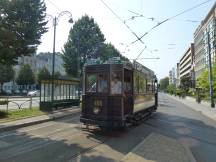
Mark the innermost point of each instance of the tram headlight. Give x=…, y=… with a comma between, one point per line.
x=96, y=109
x=97, y=106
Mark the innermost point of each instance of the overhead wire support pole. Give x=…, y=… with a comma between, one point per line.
x=210, y=73
x=53, y=63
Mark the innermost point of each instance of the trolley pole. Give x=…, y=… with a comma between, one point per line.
x=53, y=60
x=210, y=73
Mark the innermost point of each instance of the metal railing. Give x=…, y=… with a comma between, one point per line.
x=18, y=102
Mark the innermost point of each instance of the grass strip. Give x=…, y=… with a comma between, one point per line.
x=12, y=115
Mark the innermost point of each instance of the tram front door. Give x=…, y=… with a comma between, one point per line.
x=128, y=91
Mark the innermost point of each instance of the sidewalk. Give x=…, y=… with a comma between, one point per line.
x=203, y=107
x=39, y=119
x=159, y=148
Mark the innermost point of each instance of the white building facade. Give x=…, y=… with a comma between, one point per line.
x=201, y=45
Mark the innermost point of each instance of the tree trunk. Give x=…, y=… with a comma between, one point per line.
x=1, y=84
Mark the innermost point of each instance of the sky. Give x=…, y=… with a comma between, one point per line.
x=168, y=42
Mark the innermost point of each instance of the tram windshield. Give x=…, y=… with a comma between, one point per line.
x=97, y=83
x=116, y=83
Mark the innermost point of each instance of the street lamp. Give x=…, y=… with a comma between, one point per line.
x=55, y=21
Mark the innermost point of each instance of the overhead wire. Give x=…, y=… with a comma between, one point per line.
x=172, y=17
x=54, y=5
x=118, y=17
x=153, y=19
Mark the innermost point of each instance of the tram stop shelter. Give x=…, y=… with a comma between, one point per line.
x=59, y=93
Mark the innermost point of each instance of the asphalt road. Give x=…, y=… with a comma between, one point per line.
x=64, y=140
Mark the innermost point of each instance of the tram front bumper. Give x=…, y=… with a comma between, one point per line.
x=102, y=123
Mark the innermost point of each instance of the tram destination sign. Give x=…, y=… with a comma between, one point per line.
x=139, y=67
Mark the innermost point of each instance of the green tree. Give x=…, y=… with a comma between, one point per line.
x=22, y=23
x=6, y=74
x=43, y=74
x=164, y=83
x=25, y=76
x=85, y=40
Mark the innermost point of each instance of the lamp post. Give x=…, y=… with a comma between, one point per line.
x=210, y=73
x=55, y=21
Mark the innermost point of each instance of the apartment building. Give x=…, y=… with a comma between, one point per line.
x=207, y=27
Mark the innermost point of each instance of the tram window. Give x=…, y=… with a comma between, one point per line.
x=136, y=82
x=102, y=83
x=116, y=83
x=142, y=85
x=91, y=83
x=149, y=86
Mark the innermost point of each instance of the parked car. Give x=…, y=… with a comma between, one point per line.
x=33, y=93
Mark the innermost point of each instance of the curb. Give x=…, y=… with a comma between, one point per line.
x=12, y=127
x=206, y=114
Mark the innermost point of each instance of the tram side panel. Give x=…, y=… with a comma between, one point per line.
x=144, y=92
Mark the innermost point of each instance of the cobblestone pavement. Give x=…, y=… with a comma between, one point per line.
x=64, y=140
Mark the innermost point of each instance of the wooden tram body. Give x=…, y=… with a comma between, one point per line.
x=104, y=106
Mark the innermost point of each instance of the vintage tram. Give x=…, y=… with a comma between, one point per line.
x=117, y=93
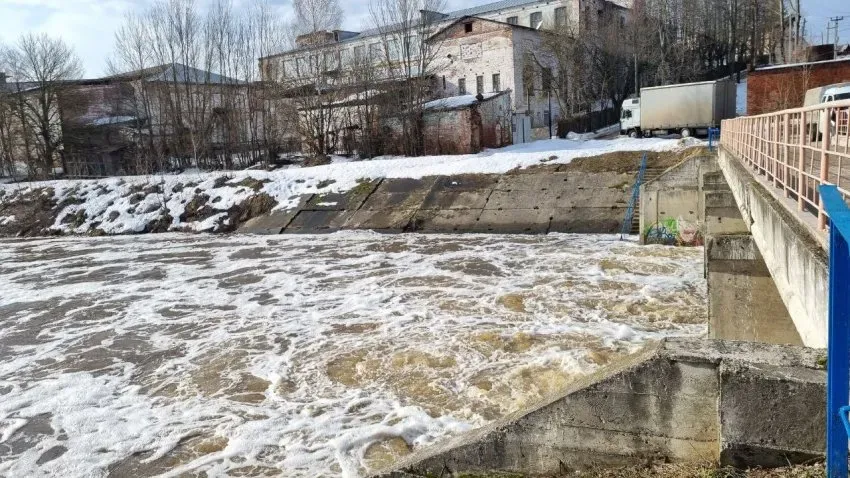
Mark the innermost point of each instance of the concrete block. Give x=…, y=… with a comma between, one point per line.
x=522, y=200
x=771, y=416
x=514, y=221
x=385, y=220
x=441, y=198
x=269, y=224
x=399, y=194
x=743, y=301
x=346, y=201
x=317, y=222
x=445, y=220
x=600, y=220
x=534, y=182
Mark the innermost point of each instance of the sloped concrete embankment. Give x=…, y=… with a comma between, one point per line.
x=540, y=200
x=681, y=400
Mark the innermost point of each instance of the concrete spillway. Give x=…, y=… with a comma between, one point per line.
x=741, y=404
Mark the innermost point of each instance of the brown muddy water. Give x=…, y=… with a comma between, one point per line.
x=306, y=356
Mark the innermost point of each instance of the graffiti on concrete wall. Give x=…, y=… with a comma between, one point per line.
x=674, y=232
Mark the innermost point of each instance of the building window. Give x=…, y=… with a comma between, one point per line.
x=413, y=46
x=395, y=52
x=360, y=53
x=375, y=51
x=561, y=16
x=536, y=20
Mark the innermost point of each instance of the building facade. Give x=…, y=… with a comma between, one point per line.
x=490, y=48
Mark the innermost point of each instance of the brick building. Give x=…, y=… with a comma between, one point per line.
x=781, y=87
x=483, y=49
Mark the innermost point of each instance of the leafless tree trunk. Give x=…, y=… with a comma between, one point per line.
x=45, y=63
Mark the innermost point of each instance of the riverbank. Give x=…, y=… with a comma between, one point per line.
x=221, y=202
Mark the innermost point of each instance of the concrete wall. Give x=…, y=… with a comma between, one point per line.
x=671, y=206
x=678, y=401
x=743, y=301
x=530, y=201
x=793, y=254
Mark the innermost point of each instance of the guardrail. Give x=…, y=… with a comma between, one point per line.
x=797, y=150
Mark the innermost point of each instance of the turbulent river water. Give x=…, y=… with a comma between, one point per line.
x=306, y=356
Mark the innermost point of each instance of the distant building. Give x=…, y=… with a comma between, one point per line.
x=782, y=87
x=489, y=48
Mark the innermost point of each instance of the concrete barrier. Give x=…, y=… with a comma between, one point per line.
x=535, y=201
x=681, y=400
x=792, y=249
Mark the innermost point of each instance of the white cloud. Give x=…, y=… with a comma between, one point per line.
x=90, y=25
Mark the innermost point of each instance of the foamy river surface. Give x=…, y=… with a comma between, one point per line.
x=306, y=356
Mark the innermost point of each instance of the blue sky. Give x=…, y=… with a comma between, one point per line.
x=89, y=25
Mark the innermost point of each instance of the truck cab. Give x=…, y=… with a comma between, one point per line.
x=630, y=118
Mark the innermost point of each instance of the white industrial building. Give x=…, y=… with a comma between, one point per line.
x=476, y=50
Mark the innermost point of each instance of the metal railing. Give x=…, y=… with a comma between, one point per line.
x=633, y=201
x=797, y=150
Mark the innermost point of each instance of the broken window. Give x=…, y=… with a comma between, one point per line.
x=536, y=20
x=561, y=16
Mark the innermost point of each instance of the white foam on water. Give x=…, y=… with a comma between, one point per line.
x=161, y=355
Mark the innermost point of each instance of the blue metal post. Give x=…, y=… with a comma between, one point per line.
x=838, y=354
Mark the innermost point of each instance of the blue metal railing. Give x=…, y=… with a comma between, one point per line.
x=838, y=353
x=630, y=211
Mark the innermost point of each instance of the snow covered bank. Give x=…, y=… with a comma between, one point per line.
x=220, y=201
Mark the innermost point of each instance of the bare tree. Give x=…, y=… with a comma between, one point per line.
x=45, y=64
x=407, y=60
x=317, y=15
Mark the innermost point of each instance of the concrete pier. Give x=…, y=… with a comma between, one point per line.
x=683, y=400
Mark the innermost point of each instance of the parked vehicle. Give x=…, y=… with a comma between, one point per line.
x=687, y=109
x=838, y=120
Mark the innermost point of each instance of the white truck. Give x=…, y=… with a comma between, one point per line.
x=689, y=109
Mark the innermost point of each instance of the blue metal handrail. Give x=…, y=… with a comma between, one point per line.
x=838, y=352
x=630, y=211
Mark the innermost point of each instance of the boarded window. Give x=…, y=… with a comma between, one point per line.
x=360, y=53
x=536, y=20
x=561, y=16
x=376, y=53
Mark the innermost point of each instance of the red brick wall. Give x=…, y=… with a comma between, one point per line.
x=783, y=88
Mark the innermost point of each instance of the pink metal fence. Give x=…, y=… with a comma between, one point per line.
x=796, y=150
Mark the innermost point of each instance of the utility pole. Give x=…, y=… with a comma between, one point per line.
x=833, y=25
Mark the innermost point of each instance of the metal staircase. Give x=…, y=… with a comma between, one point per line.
x=651, y=174
x=631, y=223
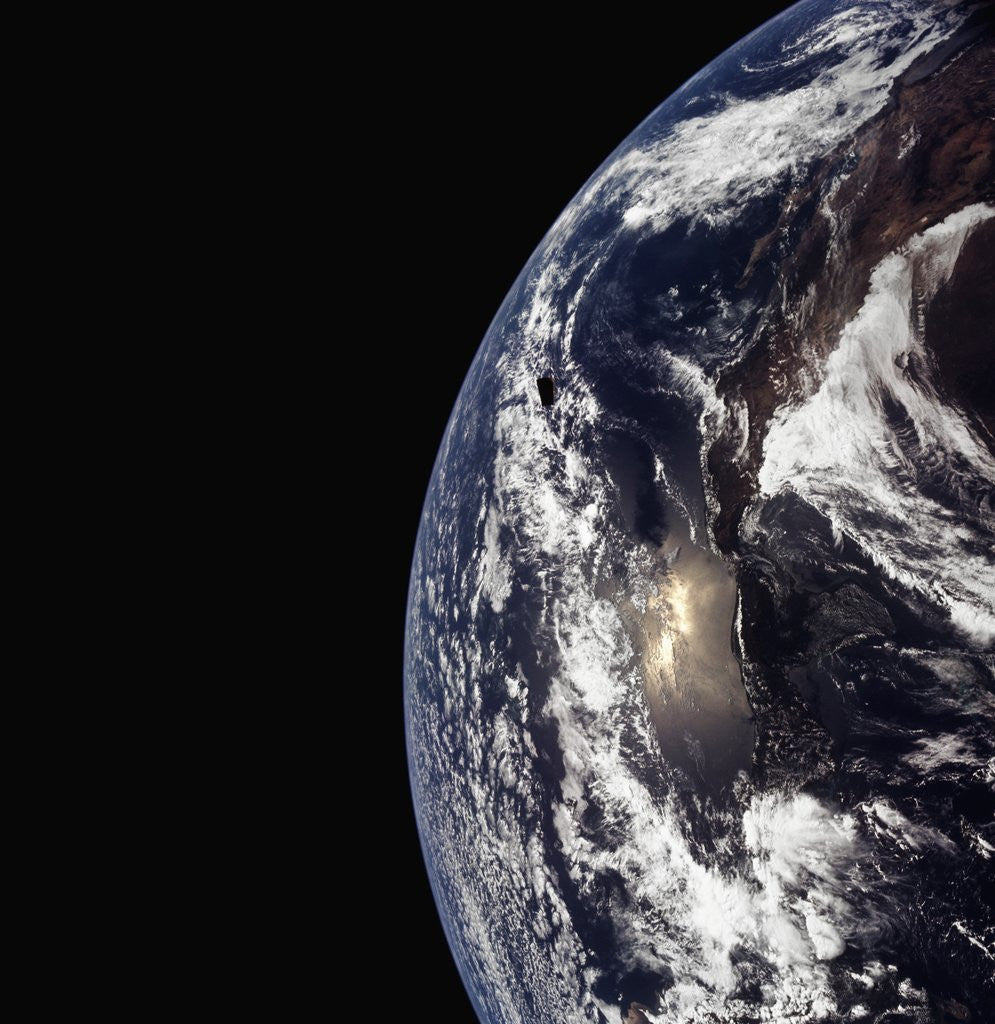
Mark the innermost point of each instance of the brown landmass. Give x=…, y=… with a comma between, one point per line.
x=925, y=156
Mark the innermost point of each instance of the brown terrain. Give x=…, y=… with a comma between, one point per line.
x=925, y=156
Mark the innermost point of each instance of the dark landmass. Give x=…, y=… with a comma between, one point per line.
x=925, y=156
x=547, y=390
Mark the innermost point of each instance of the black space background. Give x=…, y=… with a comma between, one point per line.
x=467, y=198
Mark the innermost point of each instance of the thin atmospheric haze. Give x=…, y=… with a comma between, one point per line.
x=699, y=671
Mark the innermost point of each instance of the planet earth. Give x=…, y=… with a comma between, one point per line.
x=699, y=673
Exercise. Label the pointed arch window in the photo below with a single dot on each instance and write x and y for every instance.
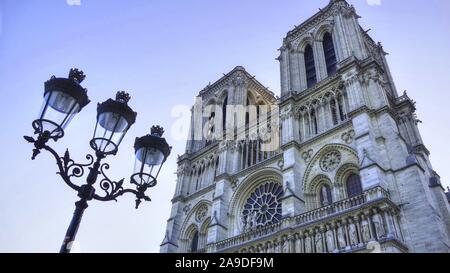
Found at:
(314, 124)
(310, 66)
(224, 113)
(211, 129)
(194, 243)
(325, 195)
(353, 184)
(330, 54)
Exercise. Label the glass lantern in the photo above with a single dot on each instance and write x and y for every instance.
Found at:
(114, 119)
(151, 153)
(63, 99)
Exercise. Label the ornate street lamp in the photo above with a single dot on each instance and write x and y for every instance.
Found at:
(63, 98)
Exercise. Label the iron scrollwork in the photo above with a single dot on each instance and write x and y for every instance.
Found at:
(69, 169)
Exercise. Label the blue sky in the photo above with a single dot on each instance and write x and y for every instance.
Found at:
(164, 52)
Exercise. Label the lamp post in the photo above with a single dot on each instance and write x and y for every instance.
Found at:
(63, 99)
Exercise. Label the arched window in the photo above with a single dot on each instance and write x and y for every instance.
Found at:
(224, 112)
(263, 207)
(330, 54)
(334, 111)
(211, 123)
(194, 243)
(325, 195)
(353, 185)
(247, 114)
(315, 130)
(310, 67)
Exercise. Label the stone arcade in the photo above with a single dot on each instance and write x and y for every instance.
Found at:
(347, 170)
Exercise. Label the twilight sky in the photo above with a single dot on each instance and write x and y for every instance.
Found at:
(164, 52)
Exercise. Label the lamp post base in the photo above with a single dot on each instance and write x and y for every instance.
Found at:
(71, 233)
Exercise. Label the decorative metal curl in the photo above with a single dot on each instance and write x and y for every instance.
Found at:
(68, 169)
(73, 169)
(111, 188)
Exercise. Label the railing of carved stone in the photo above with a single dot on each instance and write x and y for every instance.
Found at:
(258, 233)
(308, 217)
(201, 250)
(252, 152)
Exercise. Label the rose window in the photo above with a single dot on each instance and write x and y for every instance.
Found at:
(330, 161)
(263, 206)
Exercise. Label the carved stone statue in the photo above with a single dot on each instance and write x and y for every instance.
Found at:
(341, 236)
(278, 247)
(285, 245)
(319, 243)
(253, 221)
(378, 224)
(245, 226)
(298, 244)
(325, 202)
(353, 233)
(308, 248)
(330, 240)
(269, 248)
(365, 230)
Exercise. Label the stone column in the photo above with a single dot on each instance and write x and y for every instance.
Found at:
(319, 58)
(302, 70)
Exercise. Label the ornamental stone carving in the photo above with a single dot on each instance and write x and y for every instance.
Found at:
(330, 161)
(378, 224)
(262, 207)
(307, 155)
(347, 137)
(341, 236)
(201, 213)
(353, 233)
(330, 240)
(187, 208)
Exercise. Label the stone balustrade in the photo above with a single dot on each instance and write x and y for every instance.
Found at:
(345, 225)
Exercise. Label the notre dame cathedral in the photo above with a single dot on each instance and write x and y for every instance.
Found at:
(335, 164)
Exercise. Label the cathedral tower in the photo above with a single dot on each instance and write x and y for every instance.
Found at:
(336, 164)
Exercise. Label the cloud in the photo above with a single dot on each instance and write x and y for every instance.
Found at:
(73, 2)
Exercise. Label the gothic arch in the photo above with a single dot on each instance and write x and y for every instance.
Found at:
(341, 177)
(308, 40)
(245, 188)
(190, 221)
(348, 155)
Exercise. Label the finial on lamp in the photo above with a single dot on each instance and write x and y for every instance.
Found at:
(157, 130)
(76, 75)
(123, 97)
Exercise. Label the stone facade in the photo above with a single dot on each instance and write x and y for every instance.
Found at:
(348, 171)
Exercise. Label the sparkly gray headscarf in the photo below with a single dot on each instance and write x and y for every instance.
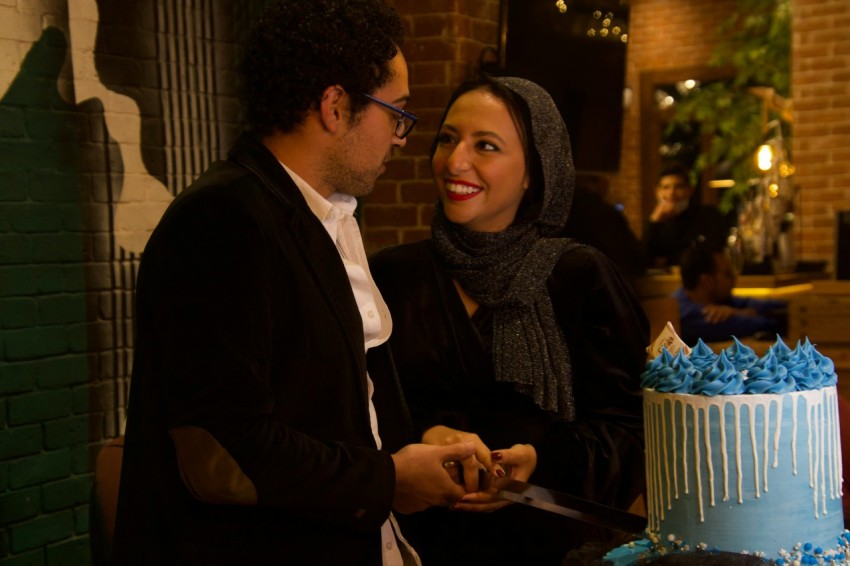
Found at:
(507, 271)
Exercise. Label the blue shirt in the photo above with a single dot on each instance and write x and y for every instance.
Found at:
(694, 325)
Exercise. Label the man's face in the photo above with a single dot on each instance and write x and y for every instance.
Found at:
(674, 189)
(723, 279)
(355, 163)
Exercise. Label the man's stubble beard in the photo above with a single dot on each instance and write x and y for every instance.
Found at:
(342, 174)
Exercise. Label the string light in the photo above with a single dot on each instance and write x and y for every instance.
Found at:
(607, 26)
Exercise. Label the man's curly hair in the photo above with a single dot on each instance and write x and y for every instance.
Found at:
(298, 48)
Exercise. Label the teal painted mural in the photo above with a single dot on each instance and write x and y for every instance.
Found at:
(107, 110)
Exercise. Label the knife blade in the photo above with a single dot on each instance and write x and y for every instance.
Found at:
(571, 506)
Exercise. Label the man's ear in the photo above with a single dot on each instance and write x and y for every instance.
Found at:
(333, 107)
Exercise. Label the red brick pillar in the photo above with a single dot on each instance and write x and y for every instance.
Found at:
(443, 45)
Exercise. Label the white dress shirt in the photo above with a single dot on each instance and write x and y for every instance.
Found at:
(337, 216)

* _What this task involves_
Copy out the lines from the line with "Mark the innermost point of each instance of the broken" to the line with "x=783, y=88", both included, keeping each one unchanged.

* _The response_
Mark the innermost point of each instance of the broken window. Give x=…, y=… with a comma between, one point per line.
x=536, y=20
x=561, y=16
Mark the innermost point of each instance of the white foam on water. Give x=…, y=… with a comma between, one point per line.
x=161, y=355
Mark the innermost point of each instance of the blue metal post. Give x=…, y=… with a comma between, one point per line.
x=838, y=354
Mark the innermost point of each instance of the blue metal railing. Give x=…, y=… with a comma between, one point per line.
x=838, y=353
x=630, y=211
Mark the innermost point of each instance of the snow covered bank. Give x=…, y=… with a comma between, one point per line.
x=220, y=201
Mark the innermost point of each instance of the bare tree. Give x=…, y=… with a comma between, one point per line.
x=45, y=64
x=407, y=60
x=317, y=15
Mark the innermost point of each instance of the concrete pier. Give x=…, y=… with a comma between, one point per line.
x=683, y=400
Mark the innermost point of each instance of the parked vehicle. Give x=…, y=… with a comma between, one point per line.
x=687, y=109
x=838, y=120
Mark the innermost point of each instance of the white truck. Give x=…, y=… with a comma between, one point per line.
x=689, y=109
Mark the innermost point of each instance of the blue metal handrail. Give x=…, y=… with a comma between, one point per line.
x=838, y=352
x=630, y=211
Mark the innermost point of each instance of the boarded window. Give x=…, y=… with a comma between, one point per line.
x=360, y=53
x=536, y=20
x=561, y=16
x=376, y=53
Mark the innermost point of each instance of the red brick wall. Give x=…, y=… with a comma between, one point per line.
x=783, y=88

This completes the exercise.